**Objetivo 1**. Segundo o texto sobre o Fed e os mercados, por que a nova prática de entrevistas coletivas torna as decisões do Fed menos previsíveis? Responda em uma a três frases.
**Objetivo 2**. Escreva a continuação do texto sobre o Fed e os mercados a partir da última frase apresentada.

**Texto fornecido**.
▼▼▼

Mas o Banco Central dos EUA esquivou-se em ir muito além e preferiu adotar uma linguagem que não projeta um olhar para frente, garantindo-lhe flexibilidade em relação aos próximos passos, sem se comprometer com ações futuras. É bom lembrar que a partir da próxima reunião do Fed, em dezembro, será concedida sempre entrevista coletiva, ao final de cada encontro, nos moldes do que o BC Europeu (BCE) faz atualmente.

Essa mudança eleva a transparência na comunicação do Fed, mas também torna as decisões menos previsíveis. Afinal, os investidores apenas esperavam novas pistas sobre alterações na condução da taxa de juros norte-americana apenas ao final de cada trimestre, quando as coletivas ocorriam. Agora, essas sinalizações podem acontecer a cada reunião.

Cientes disso e sem mudanças, por ora, na intenção do Fed de continuar subindo a taxa de juros nos EUA, o que eleva a atratividade do retorno seguro nos títulos do país (Treasuries), o mercado financeiro começa, enfim, a avaliar se não é o momento de começar a vender ações, em meio aos recentes níveis recordes em Wall Street. Os índices futuros das bolsas de Nova York amanheceram na linha d’água, mas com um ligeiro viés negativo.

As perdas foram mais pronunciadas na Ásia, onde as preocupações com o crescimento econômico na China pesaram em Xangai (-1,4%) e Hong Kong (-2,5%). A notícia de que Pequim planeja estabelecer cotas para empréstimos de bancos a empresas privadas azedou o humor, ao passo que os índices de preços ao consumidor (CPI) e ao produtor (PPI) chinês mostram sinais de pressão inflacionária.

▲▲▲

**Dados fornecidos**.
▼▼▼

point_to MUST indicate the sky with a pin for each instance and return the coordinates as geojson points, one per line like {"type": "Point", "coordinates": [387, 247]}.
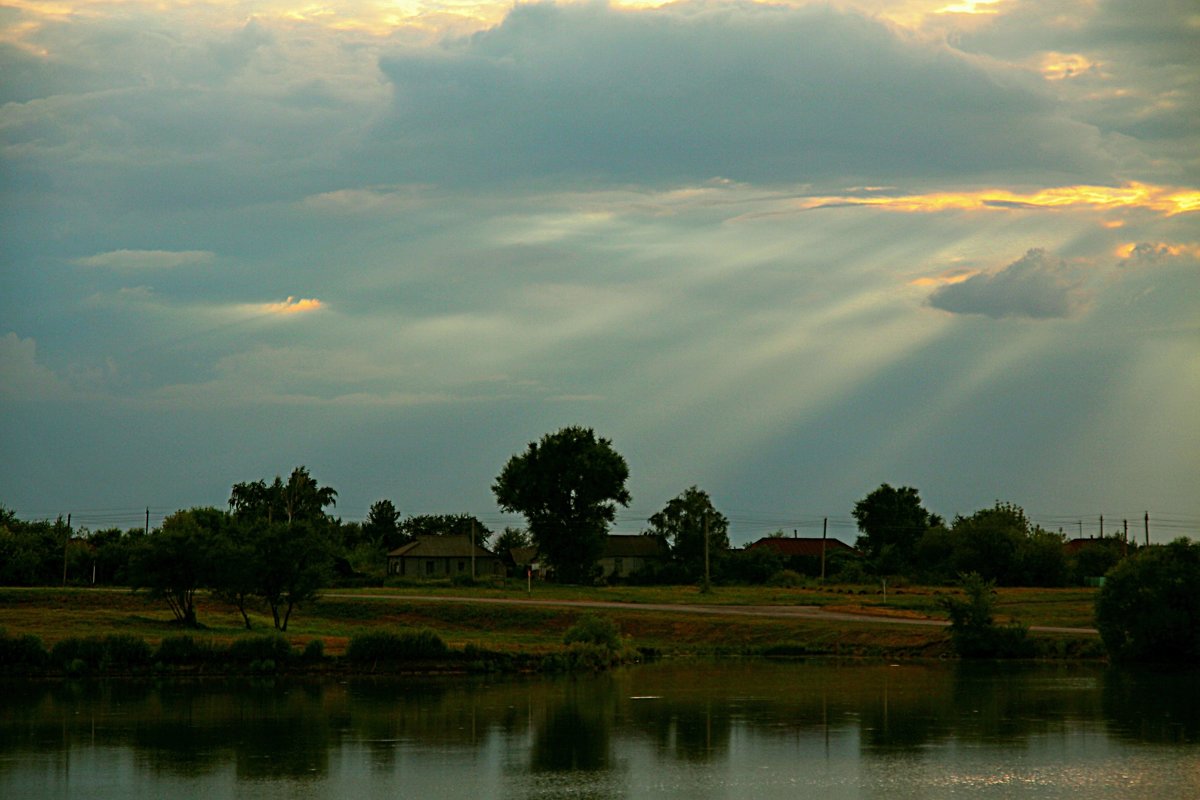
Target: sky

▲▲▲
▼▼▼

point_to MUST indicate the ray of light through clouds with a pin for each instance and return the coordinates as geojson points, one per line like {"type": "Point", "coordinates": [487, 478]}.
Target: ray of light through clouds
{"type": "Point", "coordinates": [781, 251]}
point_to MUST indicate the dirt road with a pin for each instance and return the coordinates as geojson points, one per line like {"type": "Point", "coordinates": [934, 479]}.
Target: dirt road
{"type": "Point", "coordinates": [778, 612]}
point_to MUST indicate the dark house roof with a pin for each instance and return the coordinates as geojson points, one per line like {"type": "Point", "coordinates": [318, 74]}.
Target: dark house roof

▲▲▲
▼▼▼

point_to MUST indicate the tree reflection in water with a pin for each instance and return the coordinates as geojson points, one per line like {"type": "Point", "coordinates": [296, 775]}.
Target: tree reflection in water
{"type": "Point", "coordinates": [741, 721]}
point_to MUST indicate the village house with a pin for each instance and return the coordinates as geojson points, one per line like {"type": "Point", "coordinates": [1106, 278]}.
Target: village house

▲▲▲

**Resposta escrita 1**. Antes, os investidores só esperavam novas pistas sobre mudanças na taxa de juros norte-americana ao final de cada trimestre, quando as coletivas ocorriam. Com uma entrevista coletiva ao final de cada reunião, essas sinalizações agora podem surgir a cada encontro.

**Resposta escrita 2**.
Em outubro, a inflação no varejo da China permaneceu no segundo maior nível do ano, subindo 2,5% em relação a um ano antes, repetindo a leitura de setembro. Ainda assim, o dado segue abaixo da meta perseguida pelo governo, de 3%. Já os preços no atacado avançaram 3,3% no mês passado, desacelerando da alta de 3,6% no mês anterior.

Nos demais mercados, o dólar mede forças em relação às moedas rivais, à medida que o rendimento (yield) do título norte-americano de 10 anos (T-note) se sustenta acima de 3,20%, nos maiores níveis desde 2011, o que também enfraquece as commodities. O petróleo tipo WTI voltou à faixa de US$ 60, ao passo que o cobre também perde vigor.

A questão fiscal em países europeus, como Itália e Espanha, entra no radar, após alertas da União Europeia (UE) sobre o déficit orçamentário. As moedas de países emergentes recuam, com destaque para o won sul-coreano, o peso filipino e a rupia indonésia. Já o yuan chinês (renminbi) encerrou mais uma semana com perdas, sem sinais de alívio na guerra comercial com os EUA.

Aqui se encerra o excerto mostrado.